▶ THE INPUT:
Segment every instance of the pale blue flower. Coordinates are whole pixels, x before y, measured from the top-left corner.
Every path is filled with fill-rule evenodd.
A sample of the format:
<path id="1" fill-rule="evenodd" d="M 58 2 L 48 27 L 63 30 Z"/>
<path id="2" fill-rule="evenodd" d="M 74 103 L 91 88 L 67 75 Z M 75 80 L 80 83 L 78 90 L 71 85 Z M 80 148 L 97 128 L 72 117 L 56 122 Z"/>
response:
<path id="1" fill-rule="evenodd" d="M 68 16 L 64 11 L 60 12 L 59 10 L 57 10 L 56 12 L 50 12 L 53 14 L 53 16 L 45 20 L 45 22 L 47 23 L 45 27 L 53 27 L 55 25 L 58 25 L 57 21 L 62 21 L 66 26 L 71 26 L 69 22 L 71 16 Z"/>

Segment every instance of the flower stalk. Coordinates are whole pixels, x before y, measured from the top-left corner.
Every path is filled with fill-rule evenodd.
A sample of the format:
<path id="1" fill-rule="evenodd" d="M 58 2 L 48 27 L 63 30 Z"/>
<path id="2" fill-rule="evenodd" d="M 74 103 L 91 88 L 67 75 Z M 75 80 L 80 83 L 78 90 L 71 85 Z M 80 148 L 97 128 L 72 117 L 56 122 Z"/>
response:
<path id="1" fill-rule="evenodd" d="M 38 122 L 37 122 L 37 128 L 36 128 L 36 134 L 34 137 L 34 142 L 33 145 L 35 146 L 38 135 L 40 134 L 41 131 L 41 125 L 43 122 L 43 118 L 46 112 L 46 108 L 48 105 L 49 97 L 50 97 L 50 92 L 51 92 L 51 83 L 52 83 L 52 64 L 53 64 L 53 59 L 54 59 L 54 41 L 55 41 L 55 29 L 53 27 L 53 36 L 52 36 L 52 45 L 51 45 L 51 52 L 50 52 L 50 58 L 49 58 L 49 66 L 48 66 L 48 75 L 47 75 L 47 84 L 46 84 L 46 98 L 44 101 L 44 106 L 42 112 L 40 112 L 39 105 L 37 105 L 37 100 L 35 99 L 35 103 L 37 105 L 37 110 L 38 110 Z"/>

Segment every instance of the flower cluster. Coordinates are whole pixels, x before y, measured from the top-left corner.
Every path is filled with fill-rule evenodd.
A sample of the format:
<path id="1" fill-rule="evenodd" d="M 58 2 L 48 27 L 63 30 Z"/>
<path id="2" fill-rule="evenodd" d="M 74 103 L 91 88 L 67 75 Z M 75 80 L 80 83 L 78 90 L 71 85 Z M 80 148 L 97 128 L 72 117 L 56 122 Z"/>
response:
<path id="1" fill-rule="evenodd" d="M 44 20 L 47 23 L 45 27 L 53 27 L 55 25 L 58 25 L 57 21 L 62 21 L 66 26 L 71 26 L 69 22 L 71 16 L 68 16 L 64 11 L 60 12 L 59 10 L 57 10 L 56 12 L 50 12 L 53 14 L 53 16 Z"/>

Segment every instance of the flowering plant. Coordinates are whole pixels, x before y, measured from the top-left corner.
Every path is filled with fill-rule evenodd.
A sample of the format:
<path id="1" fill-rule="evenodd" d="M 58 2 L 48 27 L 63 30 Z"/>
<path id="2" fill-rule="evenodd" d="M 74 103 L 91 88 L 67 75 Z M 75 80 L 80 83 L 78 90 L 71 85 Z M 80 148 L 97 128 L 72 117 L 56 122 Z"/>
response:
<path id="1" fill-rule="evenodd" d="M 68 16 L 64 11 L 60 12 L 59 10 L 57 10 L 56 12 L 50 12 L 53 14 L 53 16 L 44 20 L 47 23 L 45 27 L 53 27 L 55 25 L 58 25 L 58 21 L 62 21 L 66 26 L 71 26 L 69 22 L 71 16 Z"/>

▶ OBJECTIVE: Switch every "whole pixels" to "integer pixels" in all the items above, and give the items again with nothing else changed.

▶ RESULT BELOW:
Segment every instance of the pale blue flower. Coordinates are integer pixels, x before y, measured from the top-left corner.
Every path is filled with fill-rule evenodd.
A sample of the format:
<path id="1" fill-rule="evenodd" d="M 58 2 L 48 27 L 63 30 Z"/>
<path id="2" fill-rule="evenodd" d="M 74 103 L 91 88 L 67 75 Z M 75 80 L 80 83 L 78 90 L 71 85 Z M 80 148 L 97 128 L 72 117 L 56 122 Z"/>
response:
<path id="1" fill-rule="evenodd" d="M 68 16 L 64 11 L 60 12 L 59 10 L 57 10 L 56 12 L 50 12 L 53 14 L 53 16 L 45 20 L 45 22 L 47 23 L 45 27 L 53 27 L 55 25 L 58 25 L 57 21 L 62 21 L 66 26 L 71 26 L 69 22 L 71 16 Z"/>

Segment every instance of the flower stalk. Coordinates are integer pixels, x before y, measured from the top-left corner.
Every path is filled with fill-rule evenodd.
A sample of the format:
<path id="1" fill-rule="evenodd" d="M 58 2 L 48 27 L 63 30 Z"/>
<path id="2" fill-rule="evenodd" d="M 74 103 L 91 88 L 67 75 Z M 75 80 L 80 83 L 78 90 L 71 85 Z M 80 148 L 97 128 L 72 117 L 56 122 Z"/>
response:
<path id="1" fill-rule="evenodd" d="M 38 122 L 37 122 L 37 128 L 36 128 L 36 134 L 34 137 L 34 142 L 33 145 L 35 146 L 38 135 L 40 134 L 41 131 L 41 125 L 43 122 L 43 118 L 46 112 L 46 108 L 48 105 L 49 97 L 50 97 L 50 92 L 51 92 L 51 83 L 52 83 L 52 64 L 53 64 L 53 59 L 54 59 L 54 41 L 55 41 L 55 29 L 53 27 L 53 36 L 52 36 L 52 45 L 51 45 L 51 52 L 50 52 L 50 58 L 49 58 L 49 66 L 48 66 L 48 75 L 47 75 L 47 84 L 46 84 L 46 98 L 44 101 L 44 106 L 42 112 L 40 112 L 39 105 L 37 105 L 37 100 L 35 99 L 35 103 L 37 105 L 37 110 L 38 110 Z"/>

Segment every instance of the flower cluster. Coordinates are integer pixels, x before y, measured from the top-left corner.
Every path is filled with fill-rule evenodd.
A sample of the format:
<path id="1" fill-rule="evenodd" d="M 58 2 L 48 27 L 63 30 Z"/>
<path id="2" fill-rule="evenodd" d="M 74 103 L 91 88 L 67 75 Z M 75 80 L 80 83 L 78 90 L 71 85 Z M 80 148 L 97 128 L 72 117 L 56 122 Z"/>
response:
<path id="1" fill-rule="evenodd" d="M 44 20 L 47 23 L 45 27 L 53 27 L 55 25 L 58 25 L 57 21 L 62 21 L 66 26 L 71 26 L 69 22 L 71 16 L 68 16 L 64 11 L 60 12 L 59 10 L 57 10 L 56 12 L 50 12 L 53 14 L 53 16 Z"/>

Segment every instance of the flowering plant. Coordinates are integer pixels, x before y, measured from the top-left corner.
Every path is filled with fill-rule evenodd.
A sample of the format:
<path id="1" fill-rule="evenodd" d="M 58 2 L 48 27 L 63 30 Z"/>
<path id="2" fill-rule="evenodd" d="M 74 103 L 91 88 L 67 75 Z M 75 80 L 80 83 L 78 90 L 71 85 Z M 80 148 L 97 128 L 72 117 L 56 122 Z"/>
response:
<path id="1" fill-rule="evenodd" d="M 68 16 L 64 11 L 60 12 L 59 10 L 57 10 L 56 12 L 50 12 L 53 14 L 53 16 L 44 20 L 47 23 L 45 27 L 53 27 L 55 25 L 58 25 L 58 21 L 62 21 L 66 26 L 71 26 L 69 22 L 71 16 Z"/>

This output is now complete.